- What this task involves:
Would you output the whole of the data exactly?

--- Records for processing Enclosed Below ---

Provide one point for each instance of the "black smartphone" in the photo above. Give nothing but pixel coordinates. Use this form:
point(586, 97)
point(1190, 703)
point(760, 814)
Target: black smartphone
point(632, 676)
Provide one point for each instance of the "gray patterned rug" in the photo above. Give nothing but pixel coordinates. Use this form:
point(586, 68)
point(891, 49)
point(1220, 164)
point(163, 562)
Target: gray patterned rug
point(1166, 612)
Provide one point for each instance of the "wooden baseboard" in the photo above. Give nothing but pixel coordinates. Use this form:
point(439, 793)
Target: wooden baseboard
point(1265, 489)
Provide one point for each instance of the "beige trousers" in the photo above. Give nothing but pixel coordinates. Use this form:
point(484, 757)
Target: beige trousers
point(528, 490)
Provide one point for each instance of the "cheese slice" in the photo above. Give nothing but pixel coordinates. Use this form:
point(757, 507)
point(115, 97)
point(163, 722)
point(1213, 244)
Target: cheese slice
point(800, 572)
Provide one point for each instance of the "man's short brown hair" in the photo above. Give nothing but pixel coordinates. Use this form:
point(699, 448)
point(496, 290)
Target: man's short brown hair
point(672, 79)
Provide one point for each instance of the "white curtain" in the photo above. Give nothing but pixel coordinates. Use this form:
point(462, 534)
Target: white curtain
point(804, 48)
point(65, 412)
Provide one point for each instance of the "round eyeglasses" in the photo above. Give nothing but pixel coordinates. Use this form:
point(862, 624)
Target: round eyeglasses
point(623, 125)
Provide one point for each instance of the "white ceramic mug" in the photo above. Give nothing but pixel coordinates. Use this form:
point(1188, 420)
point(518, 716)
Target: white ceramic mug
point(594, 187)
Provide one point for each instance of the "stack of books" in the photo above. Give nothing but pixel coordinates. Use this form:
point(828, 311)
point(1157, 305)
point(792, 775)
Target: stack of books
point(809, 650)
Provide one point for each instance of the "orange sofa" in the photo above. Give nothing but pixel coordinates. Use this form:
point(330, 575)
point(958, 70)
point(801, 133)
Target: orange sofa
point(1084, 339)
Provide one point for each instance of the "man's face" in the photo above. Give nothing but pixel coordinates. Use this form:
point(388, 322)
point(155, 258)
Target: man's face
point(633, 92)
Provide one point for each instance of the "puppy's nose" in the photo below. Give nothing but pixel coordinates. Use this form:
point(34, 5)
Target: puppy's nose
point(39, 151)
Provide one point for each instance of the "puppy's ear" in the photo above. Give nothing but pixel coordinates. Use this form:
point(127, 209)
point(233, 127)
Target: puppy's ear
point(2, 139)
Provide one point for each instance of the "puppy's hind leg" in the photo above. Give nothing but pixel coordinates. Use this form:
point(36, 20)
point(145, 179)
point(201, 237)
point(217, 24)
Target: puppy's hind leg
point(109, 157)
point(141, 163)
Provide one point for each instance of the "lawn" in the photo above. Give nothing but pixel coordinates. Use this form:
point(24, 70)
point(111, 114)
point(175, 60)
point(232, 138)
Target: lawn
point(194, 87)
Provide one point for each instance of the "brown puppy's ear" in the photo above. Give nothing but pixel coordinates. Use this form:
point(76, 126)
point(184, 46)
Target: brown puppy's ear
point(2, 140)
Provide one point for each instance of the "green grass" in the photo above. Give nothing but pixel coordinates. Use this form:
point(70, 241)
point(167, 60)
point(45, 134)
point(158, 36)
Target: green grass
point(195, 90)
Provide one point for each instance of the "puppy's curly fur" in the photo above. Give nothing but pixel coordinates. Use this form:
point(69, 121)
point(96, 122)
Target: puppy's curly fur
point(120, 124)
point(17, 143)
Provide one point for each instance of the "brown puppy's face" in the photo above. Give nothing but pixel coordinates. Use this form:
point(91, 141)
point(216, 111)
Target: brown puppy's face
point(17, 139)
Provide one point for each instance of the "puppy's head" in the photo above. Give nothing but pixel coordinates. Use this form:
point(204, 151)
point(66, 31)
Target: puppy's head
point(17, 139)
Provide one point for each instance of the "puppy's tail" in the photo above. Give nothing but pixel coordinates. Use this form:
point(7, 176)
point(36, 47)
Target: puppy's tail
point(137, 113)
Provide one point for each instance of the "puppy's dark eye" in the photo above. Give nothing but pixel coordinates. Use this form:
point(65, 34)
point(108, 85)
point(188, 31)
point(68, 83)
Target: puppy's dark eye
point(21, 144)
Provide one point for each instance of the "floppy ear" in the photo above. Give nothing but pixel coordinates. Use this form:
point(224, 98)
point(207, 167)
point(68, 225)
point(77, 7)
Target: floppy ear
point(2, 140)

--- End of Enclosed Records for processing ---

- Result:
Provide one point for each instance of the "black smartphone" in the photo above. Give nothing but pixel coordinates. Use this form:
point(586, 97)
point(1190, 703)
point(760, 814)
Target: black smartphone
point(632, 676)
Provide one point for each instance of the "gray patterned rug" in the photo above. Give nothing but pixel coordinates. Use this form:
point(586, 68)
point(891, 49)
point(1220, 164)
point(163, 562)
Target: gray patterned rug
point(1166, 612)
Provide one point for each instance of the "wooden baseboard" in the photo above. Give nothing but pixel coordinates. Use this form:
point(439, 793)
Target: wooden baseboard
point(1265, 489)
Provide one point for each instance of the "beige trousers" in the photo above. Give nothing but pixel coordinates. Use this form:
point(484, 757)
Target: beige trousers
point(528, 490)
Provide one point for each instance of the "cheese slice" in the photo above. Give nothing but pixel coordinates. Use this form:
point(757, 507)
point(115, 97)
point(163, 722)
point(1213, 244)
Target: cheese slice
point(800, 572)
Provide one point for each instance of the "man's short brown hair" in the photo above. Give nothing but pixel coordinates. Use this form:
point(699, 448)
point(496, 290)
Target: man's short brown hair
point(672, 79)
Provide one point for each instance of the "white curtain" in the photo above. Give nothing but pixel coordinates. Use this form:
point(462, 534)
Target: white curtain
point(804, 48)
point(65, 412)
Provide one point for each instance of the "round eyeglasses" in the photo above. Give nothing but pixel coordinates. Use this form:
point(862, 624)
Target: round eyeglasses
point(623, 125)
Provide one point for each instance of the "white ceramic mug" in the photo above. Give nothing but pixel coordinates. Use this form:
point(1188, 420)
point(518, 716)
Target: white ceramic mug
point(594, 187)
Provide one point for each instance of the "stack of books" in the photo above. Give nothing but pixel coordinates. Use this form:
point(828, 311)
point(1157, 305)
point(792, 775)
Target: stack of books
point(809, 650)
Provide one point for each instance of the "orange sofa" in the photo above. Give nothing but pixel coordinates. Use this form:
point(330, 575)
point(958, 70)
point(801, 133)
Target: orange sofa
point(1084, 339)
Provide one point for each instance of the "man's face" in the photo above. Give nothing but pixel coordinates. Use this form:
point(388, 322)
point(155, 258)
Target: man's face
point(633, 92)
Provide one point for each instance of the "puppy's nose" in the photo below. Give nothing but pixel coordinates. Use this form:
point(34, 5)
Target: puppy's nose
point(39, 151)
Provide one point for each instance of the "puppy's ear" in the photo above. Give nothing but pixel coordinates. Use this form:
point(127, 209)
point(233, 127)
Target: puppy's ear
point(2, 139)
Provide one point for each instance of the "puppy's hind leg" in the photo above. Give nothing but pixel coordinates. Use this form:
point(36, 20)
point(145, 179)
point(201, 237)
point(217, 24)
Target: puppy's hind leg
point(109, 157)
point(141, 163)
Provide one point for each instance of the "lawn" in the photo above. Give nothing but pixel coordinates. Use this form:
point(24, 70)
point(111, 114)
point(175, 60)
point(232, 138)
Target: lawn
point(194, 87)
Provide one point for each instance of the "brown puppy's ear" in the photo above. Give nothing but pixel coordinates. Use this form:
point(76, 126)
point(184, 46)
Target: brown puppy's ear
point(2, 140)
Provide one point for each instance of the "green grass" in the photo above. Give nothing but pixel coordinates. Use this form:
point(70, 241)
point(167, 60)
point(45, 134)
point(158, 36)
Target: green grass
point(195, 90)
Provide one point for each instance of the "puppy's curly fur" in the photo above. Give nothing but pixel coordinates. Use this form:
point(69, 121)
point(96, 122)
Target: puppy's curly fur
point(120, 124)
point(17, 143)
Provide one point for each instance of the "brown puppy's face" in the photo above. Give nothing but pixel coordinates. Use this form:
point(91, 141)
point(216, 111)
Target: brown puppy's face
point(17, 139)
Provide one point for each instance of the "puppy's head" in the photo above. Give nothing but pixel coordinates. Use this form:
point(204, 151)
point(66, 31)
Target: puppy's head
point(17, 139)
Provide one point for each instance of the "puppy's tail" in the photo above. Give nothing but pixel coordinates. Use this form:
point(7, 176)
point(36, 47)
Target: puppy's tail
point(137, 113)
Provide one point for each instance of the "puppy's dark eye" in the photo above. Give nothing but pixel coordinates. Use this form:
point(65, 34)
point(108, 85)
point(188, 31)
point(68, 83)
Target: puppy's dark eye
point(21, 144)
Provide one point for each instance of the "floppy ear" in the photo above. Give nothing but pixel coordinates. Use this form:
point(224, 98)
point(207, 167)
point(68, 225)
point(77, 7)
Target: floppy ear
point(2, 140)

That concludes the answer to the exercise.